• _What this task involves_
Could you set down every entry below exactly as it is?

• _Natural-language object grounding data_
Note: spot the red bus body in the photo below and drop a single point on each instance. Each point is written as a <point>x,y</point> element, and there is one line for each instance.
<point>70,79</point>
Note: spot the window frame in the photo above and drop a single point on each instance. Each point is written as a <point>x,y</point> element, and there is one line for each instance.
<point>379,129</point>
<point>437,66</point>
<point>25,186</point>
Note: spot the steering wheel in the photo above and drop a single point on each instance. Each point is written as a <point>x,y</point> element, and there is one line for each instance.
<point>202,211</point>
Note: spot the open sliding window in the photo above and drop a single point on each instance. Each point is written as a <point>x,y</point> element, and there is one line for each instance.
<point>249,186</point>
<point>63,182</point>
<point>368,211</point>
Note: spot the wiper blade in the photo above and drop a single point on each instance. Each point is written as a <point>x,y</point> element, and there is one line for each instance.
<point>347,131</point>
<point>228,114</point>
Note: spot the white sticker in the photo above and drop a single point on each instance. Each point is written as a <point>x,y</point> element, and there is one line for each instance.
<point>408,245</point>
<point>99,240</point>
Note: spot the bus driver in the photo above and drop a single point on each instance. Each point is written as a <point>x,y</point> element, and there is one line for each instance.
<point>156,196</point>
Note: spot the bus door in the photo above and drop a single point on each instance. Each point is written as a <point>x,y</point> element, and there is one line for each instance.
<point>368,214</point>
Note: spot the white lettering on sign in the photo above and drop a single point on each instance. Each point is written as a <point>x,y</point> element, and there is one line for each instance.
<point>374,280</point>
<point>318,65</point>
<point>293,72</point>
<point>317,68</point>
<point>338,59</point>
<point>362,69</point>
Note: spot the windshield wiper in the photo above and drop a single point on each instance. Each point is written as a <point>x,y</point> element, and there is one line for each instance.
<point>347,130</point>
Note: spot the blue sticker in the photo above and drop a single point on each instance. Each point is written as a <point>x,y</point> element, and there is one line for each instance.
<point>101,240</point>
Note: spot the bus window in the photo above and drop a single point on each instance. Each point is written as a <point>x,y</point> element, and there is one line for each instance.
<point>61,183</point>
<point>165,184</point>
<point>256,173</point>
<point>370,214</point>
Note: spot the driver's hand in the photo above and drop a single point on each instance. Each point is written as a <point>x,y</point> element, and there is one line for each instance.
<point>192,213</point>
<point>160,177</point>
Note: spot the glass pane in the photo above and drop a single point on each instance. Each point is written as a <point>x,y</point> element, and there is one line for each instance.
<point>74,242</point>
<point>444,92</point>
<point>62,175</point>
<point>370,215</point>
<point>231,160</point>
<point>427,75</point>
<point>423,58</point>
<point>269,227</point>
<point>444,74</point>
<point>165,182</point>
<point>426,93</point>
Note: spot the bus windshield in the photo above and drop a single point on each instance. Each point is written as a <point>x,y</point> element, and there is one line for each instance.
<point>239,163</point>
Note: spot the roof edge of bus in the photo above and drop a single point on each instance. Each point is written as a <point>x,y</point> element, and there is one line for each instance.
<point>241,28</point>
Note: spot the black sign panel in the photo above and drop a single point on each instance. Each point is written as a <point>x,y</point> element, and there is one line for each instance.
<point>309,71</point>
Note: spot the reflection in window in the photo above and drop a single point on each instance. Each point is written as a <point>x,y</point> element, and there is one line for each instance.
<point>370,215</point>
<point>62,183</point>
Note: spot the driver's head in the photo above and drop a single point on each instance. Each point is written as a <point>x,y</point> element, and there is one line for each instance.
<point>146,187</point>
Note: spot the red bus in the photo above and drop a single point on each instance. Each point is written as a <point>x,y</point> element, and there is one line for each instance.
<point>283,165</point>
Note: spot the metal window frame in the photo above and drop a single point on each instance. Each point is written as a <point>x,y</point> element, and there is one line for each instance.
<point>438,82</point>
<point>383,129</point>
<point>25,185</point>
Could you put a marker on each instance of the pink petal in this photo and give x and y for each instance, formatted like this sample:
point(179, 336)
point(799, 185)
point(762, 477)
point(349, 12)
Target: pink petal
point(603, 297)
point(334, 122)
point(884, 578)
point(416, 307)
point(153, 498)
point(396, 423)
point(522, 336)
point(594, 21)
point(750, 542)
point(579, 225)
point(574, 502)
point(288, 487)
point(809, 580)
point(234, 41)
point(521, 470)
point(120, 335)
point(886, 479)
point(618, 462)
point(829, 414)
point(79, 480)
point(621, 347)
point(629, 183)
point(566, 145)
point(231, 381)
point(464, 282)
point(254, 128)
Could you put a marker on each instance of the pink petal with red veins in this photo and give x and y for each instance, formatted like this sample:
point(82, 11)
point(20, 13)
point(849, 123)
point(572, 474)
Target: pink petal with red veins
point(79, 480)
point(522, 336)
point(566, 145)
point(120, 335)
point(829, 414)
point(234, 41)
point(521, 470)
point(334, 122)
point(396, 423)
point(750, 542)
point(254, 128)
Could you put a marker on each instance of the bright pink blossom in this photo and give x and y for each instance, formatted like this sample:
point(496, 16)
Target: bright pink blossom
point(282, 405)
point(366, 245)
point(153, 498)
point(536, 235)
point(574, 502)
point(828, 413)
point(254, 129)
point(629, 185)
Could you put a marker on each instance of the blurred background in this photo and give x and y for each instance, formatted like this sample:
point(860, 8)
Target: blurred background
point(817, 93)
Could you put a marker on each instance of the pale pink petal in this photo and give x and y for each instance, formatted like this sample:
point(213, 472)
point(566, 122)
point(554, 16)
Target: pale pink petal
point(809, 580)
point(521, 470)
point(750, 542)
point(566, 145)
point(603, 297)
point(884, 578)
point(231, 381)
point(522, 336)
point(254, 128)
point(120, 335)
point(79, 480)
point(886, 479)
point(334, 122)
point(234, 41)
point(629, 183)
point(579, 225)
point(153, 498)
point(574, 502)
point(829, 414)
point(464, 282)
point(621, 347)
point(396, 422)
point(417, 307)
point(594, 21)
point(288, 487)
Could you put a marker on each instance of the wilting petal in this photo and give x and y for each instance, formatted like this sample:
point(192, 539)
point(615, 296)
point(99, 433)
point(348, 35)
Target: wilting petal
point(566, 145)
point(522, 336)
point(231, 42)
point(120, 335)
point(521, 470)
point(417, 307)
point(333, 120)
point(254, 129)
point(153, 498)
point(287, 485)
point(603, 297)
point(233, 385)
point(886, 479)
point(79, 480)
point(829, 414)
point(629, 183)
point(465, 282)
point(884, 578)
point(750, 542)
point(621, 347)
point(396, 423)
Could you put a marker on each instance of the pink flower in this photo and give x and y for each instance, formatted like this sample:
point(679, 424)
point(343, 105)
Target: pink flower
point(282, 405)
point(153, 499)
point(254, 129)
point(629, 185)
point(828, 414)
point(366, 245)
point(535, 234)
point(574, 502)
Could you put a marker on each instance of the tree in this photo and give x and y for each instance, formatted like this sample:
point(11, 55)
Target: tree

• _Task result_
Note: spot the red bus body in the photo below and drop a single point on each instance. Each point is written as a <point>x,y</point> element, and there is one line for each instance.
<point>70,79</point>
Note: spot the window frame in the photo above and drop a single point on each instance. Each point is written as a <point>x,y</point> element, and there is one line for each instance.
<point>379,129</point>
<point>437,66</point>
<point>25,186</point>
Note: spot the steering wheel in the photo above and drop a single point on each instance. Each point is written as a <point>x,y</point> element, and there is one line for each instance.
<point>202,211</point>
Note: spot the open sliding window in the photo above and drop a single point on each instance. Each point is written as a <point>x,y</point> element, and there is one line for each instance.
<point>249,186</point>
<point>63,182</point>
<point>368,211</point>
Note: spot the wiper blade in the photo above and drop a single point on each instance. Each point is written as a <point>x,y</point> element, and there is one line for each instance.
<point>347,131</point>
<point>228,114</point>
Note: spot the white sticker in the photo above and drop a single point on each instance. Each point is written as a <point>x,y</point> element, and there is one line for each instance.
<point>408,245</point>
<point>99,240</point>
Note: spot the bus driver in the photo above and drop a single point on each instance. Each point is written as a <point>x,y</point> element, and there is one line for each instance.
<point>156,196</point>
Note: spot the bus door in the photo above and drop a single point on each instance. Each point is written as a <point>x,y</point> element, and there is one line for each instance.
<point>368,214</point>
Note: spot the white lettering on sign in the photo above and drop a single point on each instance. Each point is written as a <point>x,y</point> element, and there is one line for each instance.
<point>374,280</point>
<point>318,65</point>
<point>293,72</point>
<point>317,68</point>
<point>338,59</point>
<point>362,69</point>
Note: spot the windshield wiper in the photo above and drop a single point on each instance. Each point is written as a <point>x,y</point> element, and there is one line for each instance.
<point>347,130</point>
Note: spot the blue sticker in the photo above and drop a single point on each instance. Each point is written as a <point>x,y</point> element, and there is one line for each instance.
<point>101,240</point>
Note: spot the bus window in the photo above and drop a single point on each instance. Each point is written as a <point>x,y</point> element, and there is one line for each instance.
<point>61,183</point>
<point>165,184</point>
<point>256,173</point>
<point>370,214</point>
Note: spot the driver's hand in the photo above and drop a single point on each instance. Each point is written as a <point>x,y</point> element, and there is one line for each instance.
<point>192,213</point>
<point>160,177</point>
Note: spot the glass pane in the photo above and drop a single point on each instance. Each point is written as a <point>x,y</point> element, and there is one line for each instance.
<point>74,242</point>
<point>444,92</point>
<point>62,175</point>
<point>370,215</point>
<point>231,160</point>
<point>427,75</point>
<point>423,58</point>
<point>269,227</point>
<point>444,74</point>
<point>165,182</point>
<point>426,93</point>
Note: spot the bus windshield in the photo above and drop a single point on each instance. Each point is written as a <point>x,y</point> element, and there is one line for each instance.
<point>239,163</point>
Note: spot the roof edge of bus in the photo above and drop a single point on each instance. Each point is written as a <point>x,y</point> element, and there is one line for each instance.
<point>241,28</point>
Note: spot the black sign panel in the photo above and drop a single point on each instance. Each point is written as a <point>x,y</point> element, and there is one line for each instance.
<point>309,71</point>
Note: spot the reflection in window in the photo above and drop a single point on each instance. Each point is written as a <point>x,y</point> element, and there is one line for each instance.
<point>370,215</point>
<point>62,183</point>
Note: spot the driver's head in the photo above and drop a single point on each instance. Each point is written as a <point>x,y</point> element, and there is one line for each instance.
<point>146,187</point>
Note: spot the red bus in the photo above and drop a single point on each instance. Each point is written as a <point>x,y</point> element, and there is one line for each instance.
<point>283,165</point>
Note: spot the metal window frame in the photo above and drop a single point on each instance. Each point is written as a <point>x,y</point> element, and there is one line for each instance.
<point>438,82</point>
<point>383,129</point>
<point>25,185</point>
Could you put a marker on each instance of the pink petal in this photo and give x and y for each instance, formatted like this sample:
point(179, 336)
point(799, 185)
point(762, 477)
point(349, 12)
Target: pink petal
point(603, 297)
point(334, 122)
point(884, 578)
point(416, 307)
point(153, 498)
point(396, 423)
point(522, 336)
point(594, 21)
point(750, 542)
point(579, 225)
point(574, 502)
point(288, 487)
point(809, 580)
point(234, 41)
point(521, 470)
point(120, 335)
point(886, 479)
point(618, 462)
point(829, 414)
point(79, 480)
point(621, 347)
point(629, 183)
point(566, 145)
point(231, 381)
point(464, 282)
point(254, 128)
Could you put a marker on each instance of the pink petal with red veins in this photo and give x and y for each instance, formatted like this sample:
point(82, 11)
point(20, 13)
point(849, 123)
point(572, 474)
Target: pink petal with red veins
point(79, 480)
point(522, 336)
point(566, 145)
point(120, 335)
point(829, 414)
point(234, 41)
point(521, 470)
point(334, 122)
point(396, 423)
point(750, 542)
point(254, 128)
Could you put a marker on each instance of the bright pink blossom in this photo and give x and y for each instance, formatted like this sample:
point(496, 16)
Target: bright pink blossom
point(282, 405)
point(366, 245)
point(153, 498)
point(536, 235)
point(574, 502)
point(828, 413)
point(254, 129)
point(629, 185)
Could you put a marker on each instance of the blurred background in this photo and give x and y for each instance, formatted like this sample:
point(860, 8)
Target: blurred background
point(817, 93)
Could you put a marker on each instance of the pale pink petal in this photo and give x and y for each instance, formatted like this sample:
point(213, 472)
point(566, 122)
point(554, 16)
Target: pale pink petal
point(809, 580)
point(521, 470)
point(750, 542)
point(566, 145)
point(603, 297)
point(884, 578)
point(231, 381)
point(522, 336)
point(254, 128)
point(120, 335)
point(79, 480)
point(886, 479)
point(334, 122)
point(234, 41)
point(629, 183)
point(579, 225)
point(153, 498)
point(574, 502)
point(829, 414)
point(464, 282)
point(621, 347)
point(396, 422)
point(417, 307)
point(594, 21)
point(288, 487)
Could you put a marker on each instance of the wilting petal in this photo and give x and y for each instance, formatted like this sample:
point(192, 539)
point(615, 296)
point(99, 433)
point(348, 35)
Target: wilting petal
point(566, 145)
point(522, 336)
point(231, 42)
point(120, 335)
point(521, 470)
point(417, 307)
point(333, 120)
point(254, 129)
point(153, 498)
point(287, 485)
point(603, 297)
point(233, 385)
point(886, 479)
point(79, 480)
point(829, 414)
point(629, 183)
point(465, 282)
point(884, 578)
point(750, 542)
point(621, 347)
point(396, 423)
Could you put a marker on each instance of the pink flower in this photo and give x and y for each instance, formatted like this sample:
point(679, 424)
point(343, 105)
Target: pink flower
point(282, 405)
point(153, 499)
point(254, 129)
point(629, 185)
point(828, 414)
point(366, 245)
point(535, 234)
point(574, 502)
Could you put a marker on each instance of the tree in this photo and give x and y for each instance, formatted like this sample:
point(11, 55)
Target: tree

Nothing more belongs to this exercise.